Esercizi da svolgere:
[A] Rispondi in base all'estratto sul trasporto aereo:
(i) A quale condizione il passaporto sanitario potrebbe essere una buona idea?
(ii) Che cosa lamentano molti scali aeroportuali?
(iii) Per che cosa premono le compagnie aeree e le società di gestione degli aeroporti?
[B] Trascrivi senza modifiche il passo dell'estratto sul trasporto aereo che inizia con le parole "L’ipotesi di un", fermandoti dopo "esclusa o penalizzata.".

Estratto fornito:

__________

L’ipotesi di un passaporto sanitario per consentire ai turisti di muoversi liberamente tra i paesi dell’Unione europea in modo da poter riaprire gradualmente le frontiere interne e consentire i viaggi transfrontalieri già da quest’estate potrebbe essere una buona idea a patto che si adotti, però, un metodo comune a livello europeo per certificare lo stato di salute del cittadino con regole uguali per tutti. Dobbiamo scongiurare che si approdi ad accordi bilaterali tra i Paesi dai quali l’Italia potrebbe risultare esclusa o penalizzata.
Molti scali aeroportuali lamentano il ritiro dei servizi low cost su alcune rotte, con le compagnie attratte da sirene Paesi che promettono maggiore traffico, meno tasse e incentivi. La preoccupazione è che si distruggano relazioni costruite negli anni e che si riduca notevolmente l’offerta per chi è abituato a viaggiare a basso costo. Come si può agire in favore verso il sistema dei trasporti?
Viaggiare in aereo per i prossimi mesi non sarà più come prima e le compagnie aeree low cost sono quelle che rischiano di più. Per poter rimanere sul mercato saranno costrette a rivedere il loro modello di business che si fonda su comportamenti sociali che oggi – e probabilmente ancora per un po’ – saranno impraticabili. Le compagnie aeree e le società di gestione degli aeroporti premono affinché il distanziamento sociale non venga introdotto tra i requisiti per riprendere a volare.

__________

Dati disponibili:
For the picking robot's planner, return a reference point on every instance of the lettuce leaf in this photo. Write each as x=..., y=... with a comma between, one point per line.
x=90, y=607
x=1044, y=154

__________

Risultati:
[A]
(i) A patto che si adotti un metodo comune a livello europeo per certificare lo stato di salute del cittadino, con regole uguali per tutti.
(ii) Il ritiro dei servizi low cost su alcune rotte.
(iii) Perché il distanziamento sociale non venga introdotto tra i requisiti per riprendere a volare.

[B]
L’ipotesi di un passaporto sanitario per consentire ai turisti di muoversi liberamente tra i paesi dell’Unione europea in modo da poter riaprire gradualmente le frontiere interne e consentire i viaggi transfrontalieri già da quest’estate potrebbe essere una buona idea a patto che si adotti, però, un metodo comune a livello europeo per certificare lo stato di salute del cittadino con regole uguali per tutti. Dobbiamo scongiurare che si approdi ad accordi bilaterali tra i Paesi dai quali l’Italia potrebbe risultare esclusa o penalizzata.